— start Material shown —

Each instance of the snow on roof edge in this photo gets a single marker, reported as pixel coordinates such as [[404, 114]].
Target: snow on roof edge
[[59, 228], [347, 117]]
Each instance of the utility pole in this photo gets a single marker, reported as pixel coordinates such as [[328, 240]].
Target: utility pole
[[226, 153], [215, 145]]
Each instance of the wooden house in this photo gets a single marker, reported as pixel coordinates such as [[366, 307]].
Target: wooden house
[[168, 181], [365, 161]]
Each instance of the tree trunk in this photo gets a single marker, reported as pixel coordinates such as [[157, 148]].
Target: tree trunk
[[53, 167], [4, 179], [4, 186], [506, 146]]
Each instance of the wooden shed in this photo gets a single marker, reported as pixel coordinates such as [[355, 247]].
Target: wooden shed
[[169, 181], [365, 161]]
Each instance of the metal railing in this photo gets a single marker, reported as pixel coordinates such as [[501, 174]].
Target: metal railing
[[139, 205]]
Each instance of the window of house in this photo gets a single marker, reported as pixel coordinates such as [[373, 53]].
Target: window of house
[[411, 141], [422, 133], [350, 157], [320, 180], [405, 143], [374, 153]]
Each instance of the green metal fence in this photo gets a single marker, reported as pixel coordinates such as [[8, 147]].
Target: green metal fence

— end Material shown —

§ **Exercise requirements**
Reproduce all of the lines above, including each request, and offset every coordinate value in the answers by adding 134 to it. Leave the sample coordinates inside the requests unchanged.

§ **Exercise answer**
Each instance of the snow on roof edge in this photo gets a single marker, reported as pixel coordinates such as [[404, 114]].
Target: snow on roof edge
[[193, 362], [481, 251]]
Each instance of the utility pole in this photo gets a single marker, reported as pixel coordinates such as [[328, 240]].
Target: utility pole
[[360, 287], [349, 279]]
Each instance of the wooden house in this photo gets a single marker, reported as pixel coordinates such as [[366, 307]].
Target: wooden house
[[302, 315], [499, 295]]
Each instance of the tree trunk in this photo gets a single marker, reported as pixel coordinates such as [[157, 148]].
Target: tree trunk
[[187, 301], [138, 313], [138, 320], [640, 280]]
Each instance of the wooden shed in this photo gets a single marker, reported as pixel coordinates such as [[355, 247]].
Target: wooden shed
[[303, 315], [499, 295]]
Each instance of the metal railing in this photo gets a single marker, reported as pixel coordinates such as [[501, 174]].
Target: metal railing
[[273, 339]]
Each instance of the window of house in this photo gets a single marker, reported as pixel coordinates such as [[373, 53]].
Target: window of house
[[545, 275], [556, 267], [484, 291], [454, 314], [539, 277], [508, 287]]
Each instance of the green metal fence in this photo gets a single marker, reported as pixel coordinates such as [[8, 147]].
Target: green metal fence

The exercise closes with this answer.